Stored data entries
--------------------------------

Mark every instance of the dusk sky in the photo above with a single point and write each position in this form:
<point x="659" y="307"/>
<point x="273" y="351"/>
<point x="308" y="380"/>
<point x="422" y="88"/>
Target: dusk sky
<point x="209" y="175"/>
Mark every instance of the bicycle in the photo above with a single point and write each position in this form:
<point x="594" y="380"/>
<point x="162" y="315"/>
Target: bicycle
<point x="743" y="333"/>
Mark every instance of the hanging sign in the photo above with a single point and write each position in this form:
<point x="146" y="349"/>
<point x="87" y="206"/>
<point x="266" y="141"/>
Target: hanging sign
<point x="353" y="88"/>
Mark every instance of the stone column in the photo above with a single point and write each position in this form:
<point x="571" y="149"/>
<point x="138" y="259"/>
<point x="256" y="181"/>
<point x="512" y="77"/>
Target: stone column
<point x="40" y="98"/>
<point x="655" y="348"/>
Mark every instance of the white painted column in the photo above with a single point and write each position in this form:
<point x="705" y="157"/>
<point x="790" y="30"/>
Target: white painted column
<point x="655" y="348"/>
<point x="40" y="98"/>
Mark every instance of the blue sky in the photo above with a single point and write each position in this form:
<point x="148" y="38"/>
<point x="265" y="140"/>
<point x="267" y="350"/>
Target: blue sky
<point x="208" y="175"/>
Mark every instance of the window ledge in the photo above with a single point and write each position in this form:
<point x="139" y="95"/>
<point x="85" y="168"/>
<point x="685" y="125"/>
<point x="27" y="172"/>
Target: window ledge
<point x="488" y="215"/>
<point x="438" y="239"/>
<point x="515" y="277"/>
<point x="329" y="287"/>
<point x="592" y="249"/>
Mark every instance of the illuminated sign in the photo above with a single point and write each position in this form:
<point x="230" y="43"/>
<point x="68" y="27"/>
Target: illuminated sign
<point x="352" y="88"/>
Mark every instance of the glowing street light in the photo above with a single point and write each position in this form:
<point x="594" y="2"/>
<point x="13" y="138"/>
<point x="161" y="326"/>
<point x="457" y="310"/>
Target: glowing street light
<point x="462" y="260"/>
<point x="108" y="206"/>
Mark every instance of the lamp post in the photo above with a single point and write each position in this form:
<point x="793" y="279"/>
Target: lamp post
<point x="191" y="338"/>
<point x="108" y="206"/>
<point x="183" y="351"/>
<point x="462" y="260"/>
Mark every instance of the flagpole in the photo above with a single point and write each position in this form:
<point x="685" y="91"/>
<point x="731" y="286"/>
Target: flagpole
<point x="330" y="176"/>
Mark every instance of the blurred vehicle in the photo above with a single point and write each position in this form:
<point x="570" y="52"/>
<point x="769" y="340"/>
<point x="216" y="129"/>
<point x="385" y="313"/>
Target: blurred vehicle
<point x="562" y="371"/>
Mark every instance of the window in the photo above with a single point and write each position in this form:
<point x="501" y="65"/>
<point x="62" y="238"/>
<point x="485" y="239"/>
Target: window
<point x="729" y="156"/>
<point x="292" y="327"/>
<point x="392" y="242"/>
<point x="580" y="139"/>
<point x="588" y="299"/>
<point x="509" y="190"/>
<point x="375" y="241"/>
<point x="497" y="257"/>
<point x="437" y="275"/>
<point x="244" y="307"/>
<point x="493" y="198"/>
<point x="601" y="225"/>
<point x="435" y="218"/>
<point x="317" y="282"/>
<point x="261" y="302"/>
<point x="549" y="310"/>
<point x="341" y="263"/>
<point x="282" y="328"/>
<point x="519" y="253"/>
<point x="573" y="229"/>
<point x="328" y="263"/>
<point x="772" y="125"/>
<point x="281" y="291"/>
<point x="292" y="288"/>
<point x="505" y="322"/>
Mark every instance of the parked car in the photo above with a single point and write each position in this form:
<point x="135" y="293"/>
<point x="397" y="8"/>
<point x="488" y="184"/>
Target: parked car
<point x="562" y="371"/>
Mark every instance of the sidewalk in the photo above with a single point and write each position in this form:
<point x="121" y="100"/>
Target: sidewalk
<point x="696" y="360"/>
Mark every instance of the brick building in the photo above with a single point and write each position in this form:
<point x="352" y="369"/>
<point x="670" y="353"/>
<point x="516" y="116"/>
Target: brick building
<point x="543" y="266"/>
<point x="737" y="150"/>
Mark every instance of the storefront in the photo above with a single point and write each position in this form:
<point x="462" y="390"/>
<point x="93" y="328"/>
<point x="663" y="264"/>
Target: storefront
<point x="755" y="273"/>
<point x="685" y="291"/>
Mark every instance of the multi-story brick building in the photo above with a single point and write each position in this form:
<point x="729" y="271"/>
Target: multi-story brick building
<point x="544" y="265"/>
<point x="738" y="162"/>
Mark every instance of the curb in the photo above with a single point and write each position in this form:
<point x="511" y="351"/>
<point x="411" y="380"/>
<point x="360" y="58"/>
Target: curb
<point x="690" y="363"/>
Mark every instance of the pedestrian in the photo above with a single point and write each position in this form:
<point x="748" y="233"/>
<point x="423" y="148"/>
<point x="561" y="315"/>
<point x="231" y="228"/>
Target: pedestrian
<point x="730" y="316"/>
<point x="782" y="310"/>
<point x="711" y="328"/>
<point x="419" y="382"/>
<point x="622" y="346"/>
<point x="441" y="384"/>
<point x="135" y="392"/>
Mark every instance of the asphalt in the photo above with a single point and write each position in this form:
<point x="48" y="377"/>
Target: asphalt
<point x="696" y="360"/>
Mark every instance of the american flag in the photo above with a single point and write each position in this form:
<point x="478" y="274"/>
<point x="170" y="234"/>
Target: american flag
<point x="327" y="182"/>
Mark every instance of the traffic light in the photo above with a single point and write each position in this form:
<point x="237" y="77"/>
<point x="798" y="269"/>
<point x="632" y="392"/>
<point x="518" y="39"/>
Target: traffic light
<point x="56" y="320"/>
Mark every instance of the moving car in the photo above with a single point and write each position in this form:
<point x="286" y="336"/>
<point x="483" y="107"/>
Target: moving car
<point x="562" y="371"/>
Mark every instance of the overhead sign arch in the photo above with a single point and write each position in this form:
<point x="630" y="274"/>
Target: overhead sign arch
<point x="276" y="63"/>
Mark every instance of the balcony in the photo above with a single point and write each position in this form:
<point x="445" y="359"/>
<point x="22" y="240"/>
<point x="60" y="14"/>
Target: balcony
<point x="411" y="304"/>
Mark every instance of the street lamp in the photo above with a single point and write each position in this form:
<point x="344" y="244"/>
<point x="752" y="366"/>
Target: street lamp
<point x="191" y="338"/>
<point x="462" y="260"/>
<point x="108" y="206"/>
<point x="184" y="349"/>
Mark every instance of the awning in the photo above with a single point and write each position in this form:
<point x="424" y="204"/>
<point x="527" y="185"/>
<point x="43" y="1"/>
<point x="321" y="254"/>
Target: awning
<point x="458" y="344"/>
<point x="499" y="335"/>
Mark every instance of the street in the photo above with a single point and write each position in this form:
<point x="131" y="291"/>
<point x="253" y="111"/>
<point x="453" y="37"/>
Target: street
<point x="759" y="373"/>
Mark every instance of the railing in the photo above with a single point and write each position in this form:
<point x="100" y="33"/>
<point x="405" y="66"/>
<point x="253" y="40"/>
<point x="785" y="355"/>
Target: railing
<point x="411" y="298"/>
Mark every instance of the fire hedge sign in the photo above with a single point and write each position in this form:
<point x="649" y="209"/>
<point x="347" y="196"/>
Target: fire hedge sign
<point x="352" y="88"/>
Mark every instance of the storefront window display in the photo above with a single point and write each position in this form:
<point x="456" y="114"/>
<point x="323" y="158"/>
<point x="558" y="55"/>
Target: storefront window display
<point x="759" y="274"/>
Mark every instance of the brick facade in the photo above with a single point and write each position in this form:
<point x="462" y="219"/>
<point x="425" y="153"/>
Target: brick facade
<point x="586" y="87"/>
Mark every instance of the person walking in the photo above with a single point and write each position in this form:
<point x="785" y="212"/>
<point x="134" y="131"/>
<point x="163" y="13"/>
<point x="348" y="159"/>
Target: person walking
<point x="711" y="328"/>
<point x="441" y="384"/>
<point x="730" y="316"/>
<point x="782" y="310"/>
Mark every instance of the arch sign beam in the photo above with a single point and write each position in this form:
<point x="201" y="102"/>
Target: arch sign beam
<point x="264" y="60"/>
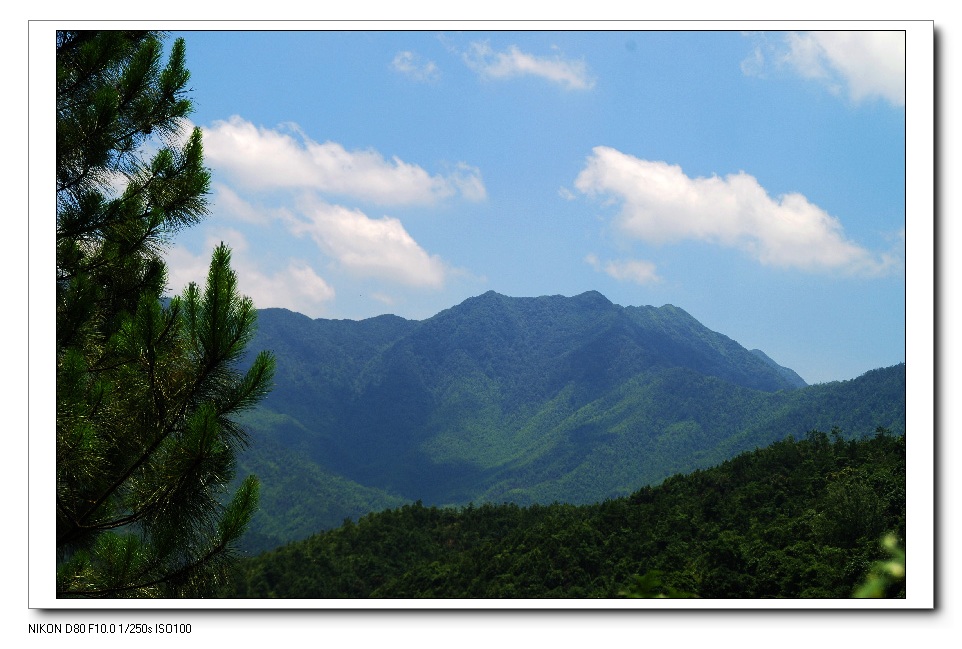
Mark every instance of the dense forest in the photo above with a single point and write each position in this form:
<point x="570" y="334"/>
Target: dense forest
<point x="523" y="400"/>
<point x="801" y="518"/>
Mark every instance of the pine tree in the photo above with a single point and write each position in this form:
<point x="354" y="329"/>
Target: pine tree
<point x="147" y="388"/>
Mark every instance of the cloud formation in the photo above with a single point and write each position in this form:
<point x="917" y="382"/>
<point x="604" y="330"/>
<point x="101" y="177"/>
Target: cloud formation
<point x="630" y="270"/>
<point x="868" y="64"/>
<point x="660" y="204"/>
<point x="416" y="67"/>
<point x="264" y="159"/>
<point x="368" y="247"/>
<point x="569" y="74"/>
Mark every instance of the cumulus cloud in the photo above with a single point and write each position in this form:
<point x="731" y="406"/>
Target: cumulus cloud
<point x="264" y="159"/>
<point x="415" y="66"/>
<point x="660" y="204"/>
<point x="569" y="74"/>
<point x="631" y="270"/>
<point x="866" y="64"/>
<point x="368" y="247"/>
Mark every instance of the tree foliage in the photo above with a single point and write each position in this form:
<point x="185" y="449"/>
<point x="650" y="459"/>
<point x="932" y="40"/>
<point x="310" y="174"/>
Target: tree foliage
<point x="146" y="391"/>
<point x="762" y="525"/>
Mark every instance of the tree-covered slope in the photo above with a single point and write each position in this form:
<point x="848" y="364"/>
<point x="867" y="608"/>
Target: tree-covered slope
<point x="798" y="519"/>
<point x="530" y="400"/>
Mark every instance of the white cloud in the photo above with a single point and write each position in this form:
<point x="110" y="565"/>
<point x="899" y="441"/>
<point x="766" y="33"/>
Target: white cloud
<point x="414" y="66"/>
<point x="368" y="247"/>
<point x="868" y="64"/>
<point x="512" y="62"/>
<point x="264" y="159"/>
<point x="631" y="270"/>
<point x="660" y="204"/>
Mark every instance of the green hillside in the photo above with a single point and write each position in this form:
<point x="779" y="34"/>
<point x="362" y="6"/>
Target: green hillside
<point x="798" y="519"/>
<point x="527" y="400"/>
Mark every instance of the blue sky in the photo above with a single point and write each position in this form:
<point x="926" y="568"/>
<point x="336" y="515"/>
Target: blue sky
<point x="754" y="179"/>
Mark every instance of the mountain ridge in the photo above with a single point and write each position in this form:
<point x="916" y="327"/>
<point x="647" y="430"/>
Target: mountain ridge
<point x="528" y="400"/>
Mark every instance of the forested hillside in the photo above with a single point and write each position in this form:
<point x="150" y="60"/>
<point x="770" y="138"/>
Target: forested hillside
<point x="801" y="518"/>
<point x="527" y="400"/>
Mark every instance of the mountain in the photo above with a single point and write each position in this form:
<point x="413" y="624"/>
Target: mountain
<point x="527" y="400"/>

--------------------------------

Directions for this task:
Given the records above, restate word for word only the lines starting at the one with "Mark every instance of the forested" and ending at the one with "Mark every instance of the mountain in".

Answer section:
Mark every instance of the forested hillside in the photo above with a single point and write each position in this form:
<point x="150" y="60"/>
<point x="770" y="138"/>
Target: forested hillside
<point x="801" y="518"/>
<point x="527" y="400"/>
Mark every instance of the mountain in the photo above with a single point and write each position in this form:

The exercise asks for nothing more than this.